### WORK TO COMPLETE:
Output the items below as a two-column CSV with the header row input,output. Give each item its own row, with its text in input and its answer in output, each field quoted, line breaks replaced by spaces, and the pictures omitted.

--- begin PROVIDED RECORDS ---

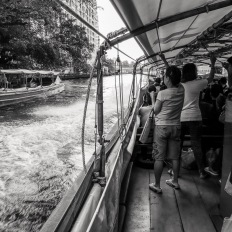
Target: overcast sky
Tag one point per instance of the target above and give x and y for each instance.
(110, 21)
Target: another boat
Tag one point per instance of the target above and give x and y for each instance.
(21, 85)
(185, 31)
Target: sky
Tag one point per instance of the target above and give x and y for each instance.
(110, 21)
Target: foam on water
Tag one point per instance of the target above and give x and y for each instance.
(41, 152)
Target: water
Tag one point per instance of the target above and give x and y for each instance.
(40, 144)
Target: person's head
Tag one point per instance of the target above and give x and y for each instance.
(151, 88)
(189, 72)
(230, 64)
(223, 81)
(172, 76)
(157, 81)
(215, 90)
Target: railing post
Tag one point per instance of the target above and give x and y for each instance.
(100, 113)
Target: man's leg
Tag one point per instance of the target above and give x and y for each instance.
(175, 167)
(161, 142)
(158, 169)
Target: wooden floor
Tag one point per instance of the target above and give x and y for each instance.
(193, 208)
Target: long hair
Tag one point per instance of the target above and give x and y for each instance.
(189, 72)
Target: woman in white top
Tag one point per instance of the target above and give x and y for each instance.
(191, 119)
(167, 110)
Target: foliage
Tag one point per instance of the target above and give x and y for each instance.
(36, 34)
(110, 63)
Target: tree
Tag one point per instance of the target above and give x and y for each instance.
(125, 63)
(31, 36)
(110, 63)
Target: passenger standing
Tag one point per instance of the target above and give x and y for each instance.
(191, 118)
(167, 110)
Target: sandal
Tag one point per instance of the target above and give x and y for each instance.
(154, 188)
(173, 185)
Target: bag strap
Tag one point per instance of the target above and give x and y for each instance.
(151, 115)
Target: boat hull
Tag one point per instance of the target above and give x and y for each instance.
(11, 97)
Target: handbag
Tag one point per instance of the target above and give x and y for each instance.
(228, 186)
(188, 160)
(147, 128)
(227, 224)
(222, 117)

--- end PROVIDED RECORDS ---

### FINISHED ANSWER:
input,output
"Target: overcast sky Tag one point per instance of the target above and give x and y for each instance.","(110, 21)"
"Target: another boat Tag one point per instance of the target above and give x and y for each instance.","(21, 85) (185, 31)"
"Target: sky Tag one point per instance of the target above and give x and y for each instance.","(110, 21)"
"Target: foam on water Tag one point per instance of the target above and give x and y for each instance.","(41, 152)"
"Target: water Tag one point per instance of the target above and give x and y for each instance.","(40, 144)"
"Target: person's head Tag one point per instance of the target above and give x and y for each instance.","(151, 88) (189, 72) (230, 64) (223, 81) (172, 76) (157, 81) (215, 90)"
"Target: railing post Tag one point per instance of the target above and give x and y for each instance.","(100, 113)"
"Target: man's leg Tag one point per instance of the target above and give x and y for each instance.","(175, 167) (161, 142) (158, 169)"
"Target: wooden floor Tag one point per instance of the target above and give x and y for each instance.","(193, 208)"
"Target: long hair Tag one point per instance of the target above and give x and y for each instance.","(189, 72)"
"Target: woman in white top Tag one point per instance of the target above and give x and y for each instance.","(191, 119) (167, 110)"
"Target: foliage Tag one point per instance of the target above and give x and y for each instance.","(36, 34) (110, 63)"
"Target: tree Tag one point per instance of the target above and give x and y for each instance.","(125, 63) (31, 36) (110, 63)"
"Target: passenger standing Tag one point per instance of the target above and give x and y for each instance.","(191, 118) (167, 110)"
"Target: sandal Tag one point per instance of the target above and give x and y for each instance.","(154, 188) (173, 185)"
"Target: bag strap Tag one point per instance of the target above and give x and y for each instance.","(151, 115)"
"Target: boat hull Tag one point per instance of the target above and give x and y for each instance.","(11, 97)"
"Target: handbag Tag one point per instance of the target above and give x and y for each instance.","(228, 186) (188, 160) (147, 128) (227, 224) (222, 117)"